» Exercise materials:
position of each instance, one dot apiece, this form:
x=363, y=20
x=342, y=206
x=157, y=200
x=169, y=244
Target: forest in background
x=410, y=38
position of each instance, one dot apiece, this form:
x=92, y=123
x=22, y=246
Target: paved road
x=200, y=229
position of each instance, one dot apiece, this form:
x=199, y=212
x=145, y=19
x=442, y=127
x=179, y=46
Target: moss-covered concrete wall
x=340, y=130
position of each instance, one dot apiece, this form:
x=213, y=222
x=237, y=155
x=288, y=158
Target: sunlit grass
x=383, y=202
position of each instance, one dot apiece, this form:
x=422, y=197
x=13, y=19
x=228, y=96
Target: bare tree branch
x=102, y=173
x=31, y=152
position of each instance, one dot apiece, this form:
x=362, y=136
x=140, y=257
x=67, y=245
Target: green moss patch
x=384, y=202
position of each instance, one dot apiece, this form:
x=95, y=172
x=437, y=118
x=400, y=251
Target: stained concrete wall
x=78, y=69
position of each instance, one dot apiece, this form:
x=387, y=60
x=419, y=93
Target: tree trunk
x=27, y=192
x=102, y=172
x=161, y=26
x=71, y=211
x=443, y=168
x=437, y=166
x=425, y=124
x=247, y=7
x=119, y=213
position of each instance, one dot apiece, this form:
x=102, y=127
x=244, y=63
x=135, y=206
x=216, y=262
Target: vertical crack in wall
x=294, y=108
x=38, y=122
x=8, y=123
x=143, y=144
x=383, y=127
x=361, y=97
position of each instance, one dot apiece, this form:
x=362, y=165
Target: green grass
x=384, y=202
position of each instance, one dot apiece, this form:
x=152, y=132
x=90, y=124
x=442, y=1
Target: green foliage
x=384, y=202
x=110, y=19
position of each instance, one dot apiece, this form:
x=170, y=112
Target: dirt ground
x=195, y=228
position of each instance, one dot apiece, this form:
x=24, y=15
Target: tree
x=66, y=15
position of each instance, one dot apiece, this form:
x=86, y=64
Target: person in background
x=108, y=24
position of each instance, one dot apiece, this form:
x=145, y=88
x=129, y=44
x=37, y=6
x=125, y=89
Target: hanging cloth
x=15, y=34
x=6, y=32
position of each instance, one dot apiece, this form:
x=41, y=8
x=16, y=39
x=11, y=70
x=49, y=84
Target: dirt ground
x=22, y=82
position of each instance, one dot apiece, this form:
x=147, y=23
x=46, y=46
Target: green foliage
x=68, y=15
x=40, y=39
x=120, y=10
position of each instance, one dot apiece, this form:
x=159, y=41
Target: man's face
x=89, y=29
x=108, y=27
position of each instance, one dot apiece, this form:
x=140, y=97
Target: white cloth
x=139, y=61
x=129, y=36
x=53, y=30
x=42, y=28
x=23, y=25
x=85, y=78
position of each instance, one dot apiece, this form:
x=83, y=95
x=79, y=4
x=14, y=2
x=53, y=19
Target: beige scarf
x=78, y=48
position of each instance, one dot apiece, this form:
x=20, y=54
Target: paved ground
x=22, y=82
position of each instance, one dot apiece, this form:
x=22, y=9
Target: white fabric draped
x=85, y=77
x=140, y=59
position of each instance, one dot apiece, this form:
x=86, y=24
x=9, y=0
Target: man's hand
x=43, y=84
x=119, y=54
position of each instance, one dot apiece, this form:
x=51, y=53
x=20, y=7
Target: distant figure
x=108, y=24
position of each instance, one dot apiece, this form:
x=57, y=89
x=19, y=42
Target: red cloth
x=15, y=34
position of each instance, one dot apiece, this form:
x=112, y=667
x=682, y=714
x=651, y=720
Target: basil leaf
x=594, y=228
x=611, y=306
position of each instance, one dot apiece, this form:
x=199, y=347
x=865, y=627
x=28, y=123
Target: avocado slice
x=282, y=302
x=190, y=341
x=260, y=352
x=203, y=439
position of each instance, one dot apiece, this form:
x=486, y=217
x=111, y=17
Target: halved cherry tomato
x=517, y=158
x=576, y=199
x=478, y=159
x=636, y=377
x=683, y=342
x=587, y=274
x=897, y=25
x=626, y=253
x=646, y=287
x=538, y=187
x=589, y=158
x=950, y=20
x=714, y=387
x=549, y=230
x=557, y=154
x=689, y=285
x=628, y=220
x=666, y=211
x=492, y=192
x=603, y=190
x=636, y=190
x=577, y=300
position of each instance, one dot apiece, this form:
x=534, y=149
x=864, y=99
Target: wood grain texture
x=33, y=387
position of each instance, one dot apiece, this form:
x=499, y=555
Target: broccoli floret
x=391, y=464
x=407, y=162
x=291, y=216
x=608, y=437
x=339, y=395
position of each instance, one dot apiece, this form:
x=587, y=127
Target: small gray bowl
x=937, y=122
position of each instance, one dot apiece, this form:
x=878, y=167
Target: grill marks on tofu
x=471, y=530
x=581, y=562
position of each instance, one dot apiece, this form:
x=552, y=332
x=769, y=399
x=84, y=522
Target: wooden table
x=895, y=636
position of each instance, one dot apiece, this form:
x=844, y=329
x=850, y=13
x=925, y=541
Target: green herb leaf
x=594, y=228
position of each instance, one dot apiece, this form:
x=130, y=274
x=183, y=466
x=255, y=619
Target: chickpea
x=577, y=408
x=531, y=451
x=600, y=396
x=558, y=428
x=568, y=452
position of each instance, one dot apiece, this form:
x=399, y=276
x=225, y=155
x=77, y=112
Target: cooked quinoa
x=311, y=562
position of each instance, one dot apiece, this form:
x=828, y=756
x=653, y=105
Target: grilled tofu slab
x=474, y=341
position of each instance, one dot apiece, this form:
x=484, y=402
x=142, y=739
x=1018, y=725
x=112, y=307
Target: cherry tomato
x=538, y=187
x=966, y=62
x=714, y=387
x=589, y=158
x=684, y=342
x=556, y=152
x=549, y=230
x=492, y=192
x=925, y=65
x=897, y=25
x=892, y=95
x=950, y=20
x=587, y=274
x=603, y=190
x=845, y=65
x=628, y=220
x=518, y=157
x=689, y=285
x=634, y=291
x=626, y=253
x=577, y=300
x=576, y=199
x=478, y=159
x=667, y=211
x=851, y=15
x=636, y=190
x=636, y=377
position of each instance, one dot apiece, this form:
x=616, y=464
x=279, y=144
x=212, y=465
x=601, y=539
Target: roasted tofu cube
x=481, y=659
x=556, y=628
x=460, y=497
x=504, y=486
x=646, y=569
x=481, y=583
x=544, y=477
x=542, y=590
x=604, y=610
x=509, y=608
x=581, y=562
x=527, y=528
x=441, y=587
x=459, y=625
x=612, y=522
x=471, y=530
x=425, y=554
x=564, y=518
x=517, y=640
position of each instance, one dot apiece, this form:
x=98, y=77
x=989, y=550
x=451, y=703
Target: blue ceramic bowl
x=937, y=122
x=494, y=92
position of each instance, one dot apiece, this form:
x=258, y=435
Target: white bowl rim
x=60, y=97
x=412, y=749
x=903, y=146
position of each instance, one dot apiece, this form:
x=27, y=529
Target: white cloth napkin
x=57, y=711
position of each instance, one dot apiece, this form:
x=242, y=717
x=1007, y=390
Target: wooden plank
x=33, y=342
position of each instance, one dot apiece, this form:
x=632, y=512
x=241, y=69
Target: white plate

» What needs to be done: Retype the data in full, exactly.

» Task output:
position of each instance, one dot apiece, this form:
x=363, y=20
x=342, y=206
x=157, y=200
x=169, y=244
Target: forest in background
x=410, y=38
position of each instance, one dot apiece, this form:
x=92, y=123
x=22, y=246
Target: paved road
x=200, y=229
position of each instance, one dot apiece, this form:
x=199, y=212
x=145, y=19
x=442, y=127
x=179, y=46
Target: moss-covered concrete wall
x=340, y=130
position of each instance, one dot apiece, this form:
x=213, y=222
x=237, y=155
x=288, y=158
Target: sunlit grass
x=383, y=202
position of each instance, one dot apiece, this form:
x=422, y=197
x=13, y=19
x=228, y=96
Target: bare tree branch
x=102, y=173
x=31, y=152
position of each instance, one dot apiece, this form:
x=362, y=136
x=140, y=257
x=67, y=245
Target: green moss patch
x=384, y=202
position of each instance, one dot apiece, this form:
x=95, y=172
x=437, y=118
x=400, y=251
Target: stained concrete wall
x=78, y=69
position of each instance, one dot apiece, this form:
x=387, y=60
x=419, y=93
Target: tree trunk
x=27, y=192
x=102, y=172
x=161, y=26
x=71, y=211
x=443, y=168
x=437, y=166
x=425, y=124
x=247, y=7
x=119, y=213
position of each instance, one dot apiece, this form:
x=102, y=127
x=244, y=63
x=135, y=206
x=216, y=262
Target: vertical crack in wall
x=294, y=108
x=38, y=122
x=8, y=123
x=143, y=144
x=383, y=127
x=361, y=97
position of each instance, one dot apiece, this form:
x=362, y=165
Target: green grass
x=384, y=202
position of each instance, one dot apiece, this form:
x=152, y=132
x=90, y=124
x=442, y=1
Target: green foliage
x=384, y=202
x=110, y=19
position of each instance, one dot apiece, this form:
x=170, y=112
Target: dirt ground
x=195, y=228
position of each instance, one dot apiece, this form:
x=24, y=15
Target: tree
x=66, y=15
position of each instance, one dot apiece, this form:
x=86, y=64
Target: person in background
x=108, y=24
position of each instance, one dot apiece, this form:
x=145, y=88
x=129, y=44
x=37, y=6
x=125, y=89
Target: hanging cloth
x=15, y=34
x=6, y=32
position of each instance, one dot apiece, this form:
x=41, y=8
x=16, y=39
x=11, y=70
x=49, y=84
Target: dirt ground
x=22, y=82
position of each instance, one dot apiece, this form:
x=147, y=23
x=46, y=46
Target: green foliage
x=68, y=15
x=40, y=39
x=120, y=10
position of each instance, one dot apiece, this form:
x=159, y=41
Target: man's face
x=89, y=29
x=108, y=27
position of each instance, one dot apiece, this form:
x=140, y=97
Target: white cloth
x=139, y=61
x=129, y=36
x=53, y=30
x=42, y=28
x=23, y=25
x=85, y=78
position of each instance, one dot apiece, this form:
x=83, y=95
x=79, y=4
x=14, y=2
x=53, y=19
Target: beige scarf
x=78, y=48
position of each instance, one dot apiece, this form:
x=20, y=54
Target: paved ground
x=22, y=82
position of each instance, one dot apiece, this form:
x=22, y=9
Target: white fabric draped
x=85, y=77
x=140, y=59
position of each instance, one dot apiece, this form:
x=86, y=24
x=9, y=0
Target: man's hand
x=43, y=84
x=119, y=54
position of each instance, one dot apiece, this form:
x=51, y=53
x=20, y=7
Target: distant figure
x=108, y=24
position of each instance, one dot apiece, this form:
x=57, y=89
x=19, y=42
Target: red cloth
x=15, y=34
position of each instance, one dot apiece, this form:
x=112, y=667
x=682, y=714
x=651, y=720
Target: basil leaf
x=594, y=228
x=611, y=306
position of each instance, one dot apiece, this form:
x=199, y=347
x=865, y=627
x=28, y=123
Target: avocado slice
x=282, y=302
x=190, y=341
x=260, y=352
x=203, y=439
position of each instance, one dot apiece, this form:
x=486, y=217
x=111, y=17
Target: halved cherry tomato
x=517, y=158
x=576, y=199
x=478, y=159
x=636, y=377
x=683, y=342
x=587, y=274
x=897, y=25
x=626, y=253
x=646, y=287
x=538, y=187
x=589, y=158
x=950, y=20
x=714, y=387
x=549, y=230
x=557, y=154
x=689, y=285
x=628, y=220
x=666, y=211
x=492, y=192
x=603, y=190
x=636, y=190
x=577, y=300
position of each instance, one dot apiece, this form:
x=534, y=149
x=864, y=99
Target: wood grain texture
x=33, y=387
position of each instance, one dot apiece, this form:
x=499, y=555
Target: broccoli floret
x=391, y=464
x=407, y=162
x=291, y=216
x=608, y=437
x=339, y=395
position of each instance, one dot apiece, this form:
x=587, y=127
Target: small gray bowl
x=937, y=122
position of each instance, one dot apiece, this form:
x=878, y=167
Target: grill marks on tofu
x=471, y=530
x=581, y=562
position of each instance, one dot apiece, this form:
x=552, y=332
x=769, y=399
x=84, y=522
Target: wooden table
x=895, y=636
position of each instance, one dot apiece, this form:
x=844, y=329
x=850, y=13
x=925, y=541
Target: green herb leaf
x=594, y=228
position of each instance, one dot apiece, this form:
x=130, y=274
x=183, y=466
x=255, y=619
Target: chickpea
x=577, y=408
x=531, y=451
x=600, y=396
x=558, y=428
x=568, y=452
position of each instance, one dot apiece, this form:
x=399, y=276
x=225, y=155
x=77, y=112
Target: cooked quinoa
x=311, y=562
position of each instance, one dot apiece, this form:
x=828, y=756
x=653, y=105
Target: grilled tofu slab
x=474, y=341
position of each instance, one dot apiece, this form:
x=484, y=402
x=142, y=739
x=1018, y=725
x=112, y=307
Target: cherry tomato
x=538, y=187
x=966, y=62
x=714, y=387
x=589, y=158
x=684, y=342
x=556, y=152
x=549, y=230
x=492, y=192
x=925, y=65
x=897, y=25
x=892, y=95
x=950, y=20
x=587, y=274
x=603, y=190
x=845, y=65
x=628, y=220
x=518, y=157
x=689, y=285
x=634, y=291
x=626, y=253
x=577, y=300
x=576, y=199
x=478, y=159
x=667, y=211
x=851, y=15
x=636, y=190
x=636, y=377
position of each instance, one dot apiece, this form:
x=616, y=464
x=279, y=144
x=212, y=465
x=601, y=539
Target: roasted tofu cube
x=481, y=659
x=556, y=628
x=460, y=497
x=504, y=486
x=646, y=569
x=481, y=583
x=544, y=477
x=542, y=590
x=604, y=610
x=509, y=608
x=581, y=562
x=527, y=528
x=441, y=587
x=459, y=625
x=612, y=522
x=471, y=530
x=425, y=554
x=564, y=518
x=517, y=640
position of each instance, one dot apiece, this form:
x=98, y=77
x=989, y=550
x=451, y=703
Target: blue ceramic bowl
x=937, y=122
x=494, y=92
position of each instance, one dot apiece, this form:
x=258, y=435
Target: white bowl rim
x=60, y=97
x=412, y=749
x=903, y=146
position of each instance, one dot apiece, this form:
x=27, y=529
Target: white cloth napkin
x=57, y=711
position of each instance, one dot apiece, this form:
x=242, y=717
x=1007, y=390
Target: wooden plank
x=33, y=342
position of each instance, one dot apiece, this form:
x=632, y=512
x=241, y=69
Target: white plate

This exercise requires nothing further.